### REQUIRED TASK 1
Return the stretch of the movie review from "Anyway, everything in" through "room for it.", copied word for word.
## start SOURCE
Anyway, everything in this movie seemed like a misstep. And, yes, there is some goofy humour – but honestly, I forgot that stuff as soon as it left the screen. I guess the reason why I did, and the reason why I felt the goofiness lingered in the first movie, is that this movie has an overall tone of being gritty and dark, with its down to earth men-with-guns villains (for the most part) and stark lighting. The humour just doesn’t fit and feels so misplaced that it not only does not induce any laughter, but is quickly forgotten. There’s just no room for it.
## end SOURCE
### REQUIRED TASK 2
Retype the stretch of the listing from the line containing "Object detection labeling — target class: distant" through the end of the listing, with no changes.
## start THE INPUT
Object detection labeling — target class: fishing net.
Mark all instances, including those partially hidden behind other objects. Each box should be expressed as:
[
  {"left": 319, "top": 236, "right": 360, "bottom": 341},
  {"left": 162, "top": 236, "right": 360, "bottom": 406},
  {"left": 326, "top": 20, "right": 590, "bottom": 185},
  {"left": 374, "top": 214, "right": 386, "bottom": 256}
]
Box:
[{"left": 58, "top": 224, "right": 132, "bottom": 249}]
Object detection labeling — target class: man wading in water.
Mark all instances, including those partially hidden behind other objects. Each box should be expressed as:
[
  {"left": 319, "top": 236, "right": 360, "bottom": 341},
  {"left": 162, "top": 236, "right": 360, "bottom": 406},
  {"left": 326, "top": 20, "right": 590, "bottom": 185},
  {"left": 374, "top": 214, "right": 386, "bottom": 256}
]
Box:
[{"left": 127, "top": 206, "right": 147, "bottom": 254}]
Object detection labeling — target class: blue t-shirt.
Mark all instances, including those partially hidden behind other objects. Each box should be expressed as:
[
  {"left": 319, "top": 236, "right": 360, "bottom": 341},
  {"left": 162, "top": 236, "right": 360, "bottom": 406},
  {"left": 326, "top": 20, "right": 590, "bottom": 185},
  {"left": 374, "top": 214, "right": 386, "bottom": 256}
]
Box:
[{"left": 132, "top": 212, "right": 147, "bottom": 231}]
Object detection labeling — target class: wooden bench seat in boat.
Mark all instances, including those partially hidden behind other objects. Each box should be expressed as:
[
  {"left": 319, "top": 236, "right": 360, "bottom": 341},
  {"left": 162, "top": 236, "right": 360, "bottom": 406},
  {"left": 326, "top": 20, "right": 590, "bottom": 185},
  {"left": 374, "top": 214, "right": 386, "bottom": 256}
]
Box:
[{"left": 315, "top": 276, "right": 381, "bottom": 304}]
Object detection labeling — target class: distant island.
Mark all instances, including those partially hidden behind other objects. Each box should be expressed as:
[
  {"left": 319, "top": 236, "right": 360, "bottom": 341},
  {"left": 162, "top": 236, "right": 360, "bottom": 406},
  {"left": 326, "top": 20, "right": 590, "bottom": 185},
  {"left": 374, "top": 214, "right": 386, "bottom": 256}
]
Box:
## end THE INPUT
### FULL SOLUTION 1
Anyway, everything in this movie seemed like a misstep. And, yes, there is some goofy humour – but honestly, I forgot that stuff as soon as it left the screen. I guess the reason why I did, and the reason why I felt the goofiness lingered in the first movie, is that this movie has an overall tone of being gritty and dark, with its down to earth men-with-guns villains (for the most part) and stark lighting. The humour just doesn’t fit and feels so misplaced that it not only does not induce any laughter, but is quickly forgotten. There’s just no room for it.

### FULL SOLUTION 2
Object detection labeling — target class: distant island.
Mark all instances, including those partially hidden behind other objects. Each box should be expressed as:
[
  {"left": 319, "top": 236, "right": 360, "bottom": 341},
  {"left": 162, "top": 236, "right": 360, "bottom": 406},
  {"left": 326, "top": 20, "right": 590, "bottom": 185},
  {"left": 374, "top": 214, "right": 386, "bottom": 256}
]
Box:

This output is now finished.